» Task goal: All of the data below must be reproduced word for word, but without its images.

Dataset records:
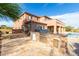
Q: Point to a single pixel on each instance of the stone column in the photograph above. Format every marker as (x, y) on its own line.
(55, 28)
(59, 30)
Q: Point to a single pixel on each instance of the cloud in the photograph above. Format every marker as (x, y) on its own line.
(45, 5)
(71, 19)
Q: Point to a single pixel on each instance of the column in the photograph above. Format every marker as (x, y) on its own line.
(55, 28)
(59, 30)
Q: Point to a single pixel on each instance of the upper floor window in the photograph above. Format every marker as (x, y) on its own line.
(30, 17)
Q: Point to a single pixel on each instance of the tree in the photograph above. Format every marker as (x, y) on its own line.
(69, 28)
(10, 10)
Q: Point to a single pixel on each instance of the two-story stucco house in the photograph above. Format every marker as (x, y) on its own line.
(33, 22)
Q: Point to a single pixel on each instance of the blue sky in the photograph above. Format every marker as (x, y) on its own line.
(66, 12)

» Solution for this exercise:
Q: Point to a single pixel on each instance of the stone column in the photograph above. Format every marker as (x, y) on its own line.
(55, 28)
(59, 30)
Q: Point to a single pixel on each instance of the cloud in the photograph above. Format every marker as (x, y) on its own line.
(45, 5)
(71, 19)
Q: Point to a single pixel on each instance of the column in the photograph above. Format every marker as (x, y) on its own line.
(55, 28)
(59, 30)
Q: Point to a single pixel on each instance of the upper floor window in the photograph above. Format every marker as (x, y) on its own line.
(30, 17)
Q: Point to a single pixel on each instance of the tree in the photograph above. Format every marker as (x, y) on its own line.
(69, 28)
(10, 10)
Q: Point to a single pixel on each instance of the two-story stucco house in the photograph above. Format every marker as (x, y) on its own line.
(33, 22)
Q: Point to a single pixel on each instance of the blue sky in the photograph above. Format every marker as (x, y) on its own line.
(66, 12)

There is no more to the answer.